--- Records for the task ---

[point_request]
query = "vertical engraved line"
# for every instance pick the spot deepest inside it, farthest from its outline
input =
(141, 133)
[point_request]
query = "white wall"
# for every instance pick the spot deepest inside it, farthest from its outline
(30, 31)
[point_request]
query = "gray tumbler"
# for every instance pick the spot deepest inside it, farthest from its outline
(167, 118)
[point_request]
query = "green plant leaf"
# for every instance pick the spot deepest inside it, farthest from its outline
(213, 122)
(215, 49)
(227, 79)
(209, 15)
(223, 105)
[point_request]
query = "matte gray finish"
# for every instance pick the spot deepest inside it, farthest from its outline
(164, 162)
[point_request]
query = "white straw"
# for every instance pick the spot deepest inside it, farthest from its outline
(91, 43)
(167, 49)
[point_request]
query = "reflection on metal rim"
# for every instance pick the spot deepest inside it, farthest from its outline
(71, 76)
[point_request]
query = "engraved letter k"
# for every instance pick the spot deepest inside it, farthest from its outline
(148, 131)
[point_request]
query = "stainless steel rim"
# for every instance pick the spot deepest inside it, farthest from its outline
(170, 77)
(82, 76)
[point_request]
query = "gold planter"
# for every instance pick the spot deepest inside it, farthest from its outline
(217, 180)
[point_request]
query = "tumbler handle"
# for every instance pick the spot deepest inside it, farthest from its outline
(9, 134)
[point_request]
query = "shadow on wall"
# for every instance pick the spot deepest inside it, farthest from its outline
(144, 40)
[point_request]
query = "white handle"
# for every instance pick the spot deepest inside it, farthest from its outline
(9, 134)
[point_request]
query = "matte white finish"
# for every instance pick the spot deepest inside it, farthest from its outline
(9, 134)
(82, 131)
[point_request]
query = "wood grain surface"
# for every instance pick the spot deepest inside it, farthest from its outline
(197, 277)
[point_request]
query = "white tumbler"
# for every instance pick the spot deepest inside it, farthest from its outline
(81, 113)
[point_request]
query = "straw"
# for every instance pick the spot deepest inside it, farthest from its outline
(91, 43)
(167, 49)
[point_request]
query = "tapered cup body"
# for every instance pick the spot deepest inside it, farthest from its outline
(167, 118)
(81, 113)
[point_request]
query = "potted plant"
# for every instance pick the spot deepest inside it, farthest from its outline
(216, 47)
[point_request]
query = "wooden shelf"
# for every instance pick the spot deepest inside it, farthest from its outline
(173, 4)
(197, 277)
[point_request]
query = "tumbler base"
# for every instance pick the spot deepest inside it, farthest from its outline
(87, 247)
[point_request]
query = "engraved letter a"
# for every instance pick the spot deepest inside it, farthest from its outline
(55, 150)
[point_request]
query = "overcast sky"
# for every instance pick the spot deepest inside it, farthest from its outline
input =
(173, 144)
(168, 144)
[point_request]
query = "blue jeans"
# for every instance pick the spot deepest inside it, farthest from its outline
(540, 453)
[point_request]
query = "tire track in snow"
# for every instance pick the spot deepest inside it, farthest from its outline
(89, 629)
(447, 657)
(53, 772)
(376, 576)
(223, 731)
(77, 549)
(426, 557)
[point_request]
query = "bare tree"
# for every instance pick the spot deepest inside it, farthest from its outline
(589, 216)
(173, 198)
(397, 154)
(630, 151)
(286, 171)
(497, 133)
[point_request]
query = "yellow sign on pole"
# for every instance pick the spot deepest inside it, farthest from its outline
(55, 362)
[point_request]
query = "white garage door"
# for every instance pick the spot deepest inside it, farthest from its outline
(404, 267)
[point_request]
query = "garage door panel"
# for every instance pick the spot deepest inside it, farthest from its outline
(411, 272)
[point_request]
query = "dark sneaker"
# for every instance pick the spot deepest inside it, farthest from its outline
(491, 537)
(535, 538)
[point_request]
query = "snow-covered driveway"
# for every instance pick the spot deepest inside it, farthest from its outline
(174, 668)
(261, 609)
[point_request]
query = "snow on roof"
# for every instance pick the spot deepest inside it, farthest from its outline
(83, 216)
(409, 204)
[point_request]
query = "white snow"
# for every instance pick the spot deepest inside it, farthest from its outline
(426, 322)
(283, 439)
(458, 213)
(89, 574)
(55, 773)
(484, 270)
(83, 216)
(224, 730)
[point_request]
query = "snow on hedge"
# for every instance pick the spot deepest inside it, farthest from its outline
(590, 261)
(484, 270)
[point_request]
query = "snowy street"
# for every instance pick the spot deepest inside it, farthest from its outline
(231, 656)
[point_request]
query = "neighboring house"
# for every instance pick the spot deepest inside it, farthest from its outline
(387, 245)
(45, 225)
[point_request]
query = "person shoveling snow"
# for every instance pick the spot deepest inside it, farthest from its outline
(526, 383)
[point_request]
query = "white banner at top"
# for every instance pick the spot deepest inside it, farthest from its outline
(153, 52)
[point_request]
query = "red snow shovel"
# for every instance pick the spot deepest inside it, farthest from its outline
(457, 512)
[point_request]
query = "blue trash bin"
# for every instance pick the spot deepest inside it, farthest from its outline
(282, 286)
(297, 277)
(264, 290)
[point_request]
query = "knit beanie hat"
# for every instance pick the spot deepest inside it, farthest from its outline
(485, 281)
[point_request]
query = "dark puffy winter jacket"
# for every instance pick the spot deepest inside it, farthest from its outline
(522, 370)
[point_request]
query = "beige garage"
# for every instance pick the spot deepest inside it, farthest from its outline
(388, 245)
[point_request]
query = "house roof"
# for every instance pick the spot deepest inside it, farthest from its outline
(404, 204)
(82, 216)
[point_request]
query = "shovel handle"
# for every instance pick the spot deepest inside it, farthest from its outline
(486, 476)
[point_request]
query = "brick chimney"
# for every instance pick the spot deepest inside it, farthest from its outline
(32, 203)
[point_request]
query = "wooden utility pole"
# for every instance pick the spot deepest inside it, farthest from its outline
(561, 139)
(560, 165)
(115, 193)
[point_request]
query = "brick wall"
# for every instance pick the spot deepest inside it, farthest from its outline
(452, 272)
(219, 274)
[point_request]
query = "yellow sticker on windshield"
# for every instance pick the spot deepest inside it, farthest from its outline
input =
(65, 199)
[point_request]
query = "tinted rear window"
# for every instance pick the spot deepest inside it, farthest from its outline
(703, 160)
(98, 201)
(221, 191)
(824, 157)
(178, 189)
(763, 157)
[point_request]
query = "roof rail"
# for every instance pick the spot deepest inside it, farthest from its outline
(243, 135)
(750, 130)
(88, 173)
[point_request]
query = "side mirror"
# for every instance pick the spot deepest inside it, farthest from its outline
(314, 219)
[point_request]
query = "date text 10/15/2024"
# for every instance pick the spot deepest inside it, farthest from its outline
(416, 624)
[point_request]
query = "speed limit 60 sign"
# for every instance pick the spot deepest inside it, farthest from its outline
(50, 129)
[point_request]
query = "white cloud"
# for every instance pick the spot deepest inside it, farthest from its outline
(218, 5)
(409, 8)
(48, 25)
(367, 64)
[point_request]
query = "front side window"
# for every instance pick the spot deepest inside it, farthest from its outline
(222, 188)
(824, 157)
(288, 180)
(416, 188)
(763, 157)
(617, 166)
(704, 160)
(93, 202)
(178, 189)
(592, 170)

---

**The request**
Extract the listing in its entirety, matching it exactly.

**In response**
[point_request]
query = "vertical engraved line"
# for every instance pick the spot deepest inside it, farthest from its outline
input =
(141, 133)
[point_request]
query = "white wall"
# for every instance pick the spot deepest inside it, farthest from its outline
(30, 31)
[point_request]
query = "gray tumbler"
# for every instance pick the spot deepest inside it, farthest from its outline
(167, 118)
[point_request]
query = "green plant leaf"
# for every instance pick the spot deepest inside it, farthest from its outline
(213, 122)
(215, 49)
(227, 79)
(209, 15)
(223, 105)
[point_request]
query = "matte gray finish"
# for every instance pick the spot deepest inside it, farthest from its outline
(164, 162)
[point_request]
query = "white straw"
# for every instance pick the spot deepest inside it, farthest from its outline
(91, 43)
(167, 49)
[point_request]
query = "reflection on metal rim"
# for every instance pick the spot deepest inside it, farthest from its outline
(71, 76)
[point_request]
query = "engraved letter k"
# for every instance pick the spot deepest inside it, farthest from its outline
(148, 131)
[point_request]
query = "stainless steel rim"
# for every instance pick the spot deepest inside it, farthest from its outline
(170, 77)
(82, 76)
[point_request]
query = "gold planter"
# for every instance pick the spot deepest inside it, farthest from its outline
(217, 180)
[point_request]
query = "tumbler handle"
# for every instance pick the spot deepest inside it, farthest from its outline
(9, 134)
[point_request]
query = "shadow on wall"
# for every instance pick the spot deepest inside it, farthest from its outline
(144, 40)
[point_request]
query = "white handle"
# for every instance pick the spot deepest inside it, farthest from its outline
(9, 134)
[point_request]
query = "matte white finish"
# for every instance pick the spot deepest inside it, farthest from its outline
(9, 134)
(82, 131)
[point_request]
query = "wood grain surface"
# for every instance pick the spot deepest inside it, farthest from its outline
(197, 277)
[point_request]
query = "white tumbler"
# for every instance pick the spot deepest inside it, farthest from its outline
(81, 113)
[point_request]
query = "straw"
# for every instance pick the spot deepest inside it, farthest from its outline
(91, 43)
(167, 49)
[point_request]
query = "tapered cup body"
# for every instance pick the spot deepest inside it, farthest from its outline
(167, 118)
(81, 113)
[point_request]
query = "potted plant"
# for every instance pick the spot deepest inside it, farthest from its outline
(216, 47)
[point_request]
query = "wooden shelf"
# for every instance pick the spot deepest inside it, farthest from its outline
(173, 4)
(197, 277)
[point_request]
query = "tumbler base"
# for every instance pick the spot deepest inside it, farthest from its outline
(87, 247)
[point_request]
query = "engraved letter a"
# for every instance pick the spot deepest inside it, farthest from its outline
(55, 150)
[point_request]
query = "overcast sky"
# for every instance pick the spot deepest inside it, farthest from its outline
input =
(173, 144)
(168, 144)
[point_request]
query = "blue jeans"
# for every instance pick the spot deepest inside it, farthest from its outline
(540, 453)
[point_request]
query = "tire track in snow"
# for every instance pick the spot deepest inside it, farthest from its outline
(89, 629)
(447, 657)
(53, 772)
(376, 576)
(223, 731)
(77, 549)
(426, 557)
[point_request]
query = "bare tree"
# for every instance pick the spot deepest inside it, farthest from its outline
(589, 216)
(173, 198)
(397, 154)
(630, 151)
(286, 171)
(497, 133)
[point_request]
query = "yellow sign on pole"
# for every instance pick the spot deepest inside it, farthest from its outline
(55, 362)
[point_request]
query = "white garage door"
# for every instance pick the spot deepest inside it, farthest from its outline
(404, 267)
[point_request]
query = "garage door panel"
# for every instance pick the spot deepest inside it, farthest from its outline
(411, 272)
[point_request]
query = "dark sneaker"
# for every instance pick the spot deepest inside it, farthest from its outline
(491, 537)
(535, 538)
[point_request]
query = "snow-covered driveway"
# for every instance pick the spot deepest inside it, farthest from its outline
(174, 668)
(261, 609)
[point_request]
query = "snow on roof"
# for every instance pick the spot deepest inside it, farthest from its outline
(83, 216)
(409, 204)
[point_request]
query = "white snow"
# for every instance pick the spot deepest inside it, farthest from its outline
(426, 322)
(283, 439)
(458, 213)
(89, 574)
(55, 773)
(484, 270)
(83, 216)
(224, 730)
[point_request]
query = "snow on hedge"
# for every instance pick the spot deepest inside it, farthest from its outline
(590, 261)
(484, 270)
[point_request]
query = "snowy street"
# for every instance pick the spot deepest inside it, farthest from its outline
(231, 656)
[point_request]
query = "neighboring house"
# for every instance pick the spot deepest inside it, farthest from its outline
(387, 245)
(45, 225)
[point_request]
query = "person shoveling snow"
# for every instance pick the spot deepest inside it, farthest from its outline
(526, 383)
[point_request]
query = "white banner at top"
# for every instance pick the spot deepest inside it, farthest from its outline
(153, 52)
[point_request]
query = "red snow shovel"
# for every instance pick the spot deepest inside it, farthest from its outline
(457, 512)
[point_request]
query = "blue trash bin"
# for every instance pick the spot deepest inside it, farthest from its outline
(282, 286)
(297, 277)
(264, 290)
[point_request]
query = "knit beanie hat"
# for every instance pick the spot deepest inside it, farthest from its outline
(485, 281)
[point_request]
query = "dark puffy winter jacket"
# for every instance pick the spot deepest inside it, farthest from its outline
(522, 370)
[point_request]
query = "beige garage"
# for every instance pick the spot deepest inside it, farthest from its outline
(388, 245)
[point_request]
query = "house roof"
# for every instance pick the spot deepest inside it, farthest from its outline
(404, 204)
(82, 216)
[point_request]
query = "shovel handle"
# for every instance pick the spot deepest inside it, farthest from its outline
(486, 476)
[point_request]
query = "brick chimney"
# for every instance pick the spot deepest inside it, farthest from its outline
(32, 203)
[point_request]
query = "wooden utility pole"
# for every instance pick the spot deepest inside it, farthest from its outline
(561, 139)
(560, 165)
(115, 193)
[point_request]
query = "brick wall"
# for every instance pick the spot deepest inside it, farthest from its outline
(452, 272)
(219, 274)
[point_request]
query = "yellow sticker on windshield"
# for every instance pick the spot deepest inside it, farthest from its outline
input =
(65, 199)
[point_request]
query = "tinted rear window"
# for every instance pick the spot deepest inside it, farthest from its outline
(703, 160)
(98, 201)
(221, 191)
(824, 157)
(178, 189)
(763, 157)
[point_request]
query = "roof rail"
# for every instance pick the spot deepest inside it, farthest from its outline
(243, 135)
(750, 130)
(88, 173)
[point_request]
query = "side mirror"
# for every instance pick the spot deepest inside it, farthest from its outline
(314, 219)
[point_request]
query = "date text 10/15/2024"
# for every instance pick the spot deepest inside it, farthest from its outline
(416, 624)
[point_request]
query = "speed limit 60 sign"
# for every instance pick the spot deepest inside it, farthest from its outline
(50, 129)
[point_request]
query = "white cloud"
# for every instance pick the spot deepest inside it, farthest from its outline
(218, 5)
(409, 8)
(48, 25)
(367, 64)
[point_request]
query = "front side window"
# for every instance pick the spot deepest inside it, farthest from its outline
(222, 188)
(824, 157)
(288, 180)
(416, 188)
(763, 157)
(617, 166)
(704, 160)
(93, 202)
(178, 189)
(592, 170)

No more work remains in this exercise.